Pull out every line of the records below that contains the string "green", matching case exactly, and copy each one unchanged.

Entries from a point annotation set
□ □ □ □ □
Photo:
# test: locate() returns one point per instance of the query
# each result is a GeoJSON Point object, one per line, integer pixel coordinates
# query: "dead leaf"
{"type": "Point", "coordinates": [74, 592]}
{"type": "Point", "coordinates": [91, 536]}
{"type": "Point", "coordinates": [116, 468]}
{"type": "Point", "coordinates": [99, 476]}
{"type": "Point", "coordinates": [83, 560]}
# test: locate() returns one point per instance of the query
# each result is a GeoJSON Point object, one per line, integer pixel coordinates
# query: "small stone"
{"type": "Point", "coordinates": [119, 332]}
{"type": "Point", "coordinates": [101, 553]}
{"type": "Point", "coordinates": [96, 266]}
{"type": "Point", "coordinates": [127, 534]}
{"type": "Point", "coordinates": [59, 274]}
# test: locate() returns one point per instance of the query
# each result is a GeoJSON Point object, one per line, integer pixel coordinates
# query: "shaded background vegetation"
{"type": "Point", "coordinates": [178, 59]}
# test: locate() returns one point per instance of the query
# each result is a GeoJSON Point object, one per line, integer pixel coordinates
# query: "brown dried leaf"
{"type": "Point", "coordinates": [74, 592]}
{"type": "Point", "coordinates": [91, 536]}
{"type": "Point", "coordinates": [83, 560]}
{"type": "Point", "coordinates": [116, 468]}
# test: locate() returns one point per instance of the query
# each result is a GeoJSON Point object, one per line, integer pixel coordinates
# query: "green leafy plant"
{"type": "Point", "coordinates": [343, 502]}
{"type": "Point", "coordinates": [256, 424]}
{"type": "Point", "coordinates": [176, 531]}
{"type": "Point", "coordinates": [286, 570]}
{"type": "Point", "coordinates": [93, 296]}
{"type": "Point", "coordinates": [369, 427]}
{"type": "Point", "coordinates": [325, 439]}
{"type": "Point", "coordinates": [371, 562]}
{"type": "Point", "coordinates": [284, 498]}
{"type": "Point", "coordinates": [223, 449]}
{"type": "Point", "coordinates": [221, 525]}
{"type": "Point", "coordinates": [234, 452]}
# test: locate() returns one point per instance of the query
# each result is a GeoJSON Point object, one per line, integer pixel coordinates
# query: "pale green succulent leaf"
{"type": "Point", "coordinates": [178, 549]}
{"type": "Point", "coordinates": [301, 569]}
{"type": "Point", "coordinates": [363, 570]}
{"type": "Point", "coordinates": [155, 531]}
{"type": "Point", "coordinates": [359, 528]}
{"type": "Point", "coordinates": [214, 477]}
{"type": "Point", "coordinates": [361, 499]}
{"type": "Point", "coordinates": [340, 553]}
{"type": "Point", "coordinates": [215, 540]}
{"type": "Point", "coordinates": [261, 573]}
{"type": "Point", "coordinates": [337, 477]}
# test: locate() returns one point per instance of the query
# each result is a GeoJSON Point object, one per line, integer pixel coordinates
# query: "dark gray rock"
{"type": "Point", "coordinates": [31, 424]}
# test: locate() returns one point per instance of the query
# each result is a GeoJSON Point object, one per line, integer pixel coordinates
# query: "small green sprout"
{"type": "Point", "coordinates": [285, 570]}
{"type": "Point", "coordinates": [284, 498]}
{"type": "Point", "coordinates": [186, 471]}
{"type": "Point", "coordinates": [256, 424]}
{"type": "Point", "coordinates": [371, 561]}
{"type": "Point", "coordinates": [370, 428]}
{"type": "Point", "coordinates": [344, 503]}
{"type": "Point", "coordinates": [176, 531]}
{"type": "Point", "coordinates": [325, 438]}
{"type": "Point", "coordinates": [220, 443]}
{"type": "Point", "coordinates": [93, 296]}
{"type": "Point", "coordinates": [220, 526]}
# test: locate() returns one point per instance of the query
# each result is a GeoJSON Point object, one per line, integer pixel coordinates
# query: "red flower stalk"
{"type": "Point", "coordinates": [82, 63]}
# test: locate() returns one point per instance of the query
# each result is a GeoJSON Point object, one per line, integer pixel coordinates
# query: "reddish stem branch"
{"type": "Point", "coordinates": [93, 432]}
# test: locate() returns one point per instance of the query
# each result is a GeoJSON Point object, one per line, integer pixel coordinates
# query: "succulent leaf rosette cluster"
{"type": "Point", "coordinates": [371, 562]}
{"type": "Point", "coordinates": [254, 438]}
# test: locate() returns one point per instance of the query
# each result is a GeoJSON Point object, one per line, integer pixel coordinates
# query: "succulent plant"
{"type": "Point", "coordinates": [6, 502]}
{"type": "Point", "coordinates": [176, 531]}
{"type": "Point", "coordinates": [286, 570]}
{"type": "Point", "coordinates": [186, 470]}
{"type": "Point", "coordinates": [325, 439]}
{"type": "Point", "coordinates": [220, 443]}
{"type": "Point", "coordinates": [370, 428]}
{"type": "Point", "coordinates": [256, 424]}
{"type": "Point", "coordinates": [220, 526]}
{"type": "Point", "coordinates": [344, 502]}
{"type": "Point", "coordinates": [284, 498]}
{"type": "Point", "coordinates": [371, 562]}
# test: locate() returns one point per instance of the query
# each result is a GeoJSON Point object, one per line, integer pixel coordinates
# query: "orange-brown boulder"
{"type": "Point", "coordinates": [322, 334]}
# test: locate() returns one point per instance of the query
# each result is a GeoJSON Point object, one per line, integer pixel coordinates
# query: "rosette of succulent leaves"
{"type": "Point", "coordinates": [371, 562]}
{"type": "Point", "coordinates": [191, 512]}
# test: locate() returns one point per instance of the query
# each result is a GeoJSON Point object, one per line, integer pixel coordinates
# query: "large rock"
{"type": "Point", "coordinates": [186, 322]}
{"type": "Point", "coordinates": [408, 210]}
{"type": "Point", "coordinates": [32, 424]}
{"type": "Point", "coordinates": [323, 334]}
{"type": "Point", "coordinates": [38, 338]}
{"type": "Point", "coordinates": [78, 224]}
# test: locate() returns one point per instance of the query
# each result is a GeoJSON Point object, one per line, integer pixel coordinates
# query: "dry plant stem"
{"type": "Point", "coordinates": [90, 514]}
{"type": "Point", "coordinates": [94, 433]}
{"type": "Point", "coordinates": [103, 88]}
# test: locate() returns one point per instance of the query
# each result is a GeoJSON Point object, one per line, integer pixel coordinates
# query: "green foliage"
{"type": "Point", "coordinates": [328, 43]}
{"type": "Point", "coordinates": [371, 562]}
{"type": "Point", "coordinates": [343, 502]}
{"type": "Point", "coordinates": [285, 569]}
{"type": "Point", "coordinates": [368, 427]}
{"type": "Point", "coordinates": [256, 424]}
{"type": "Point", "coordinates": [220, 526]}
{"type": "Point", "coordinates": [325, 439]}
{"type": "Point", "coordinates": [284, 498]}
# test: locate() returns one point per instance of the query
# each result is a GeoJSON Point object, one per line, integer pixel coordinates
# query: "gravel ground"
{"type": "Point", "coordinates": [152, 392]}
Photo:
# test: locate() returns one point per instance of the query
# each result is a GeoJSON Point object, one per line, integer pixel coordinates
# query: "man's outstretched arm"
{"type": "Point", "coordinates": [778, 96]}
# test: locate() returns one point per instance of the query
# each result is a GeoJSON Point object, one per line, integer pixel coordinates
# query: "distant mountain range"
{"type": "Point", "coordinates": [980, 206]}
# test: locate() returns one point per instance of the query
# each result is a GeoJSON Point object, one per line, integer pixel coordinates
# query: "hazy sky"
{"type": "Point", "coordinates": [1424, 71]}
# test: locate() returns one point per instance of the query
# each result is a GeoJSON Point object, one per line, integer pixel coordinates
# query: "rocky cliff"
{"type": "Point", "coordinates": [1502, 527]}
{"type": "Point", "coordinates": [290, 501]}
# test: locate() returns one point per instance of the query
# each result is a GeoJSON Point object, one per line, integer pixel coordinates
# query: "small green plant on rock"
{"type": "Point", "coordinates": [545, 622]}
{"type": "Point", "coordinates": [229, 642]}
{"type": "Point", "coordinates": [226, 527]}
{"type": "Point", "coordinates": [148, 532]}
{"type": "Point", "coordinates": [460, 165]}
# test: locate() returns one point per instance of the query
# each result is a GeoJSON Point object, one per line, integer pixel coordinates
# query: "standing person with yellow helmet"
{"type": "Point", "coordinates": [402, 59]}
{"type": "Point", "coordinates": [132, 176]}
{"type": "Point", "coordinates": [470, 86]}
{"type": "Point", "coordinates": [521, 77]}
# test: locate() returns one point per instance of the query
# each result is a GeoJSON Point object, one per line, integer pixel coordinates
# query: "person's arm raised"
□ □ □ □ □
> [Full solution]:
# query: "green leafy plant"
# query: "pale green succulent leaf"
# query: "small green sprout"
# query: "green foliage"
# query: "small green plant on rock"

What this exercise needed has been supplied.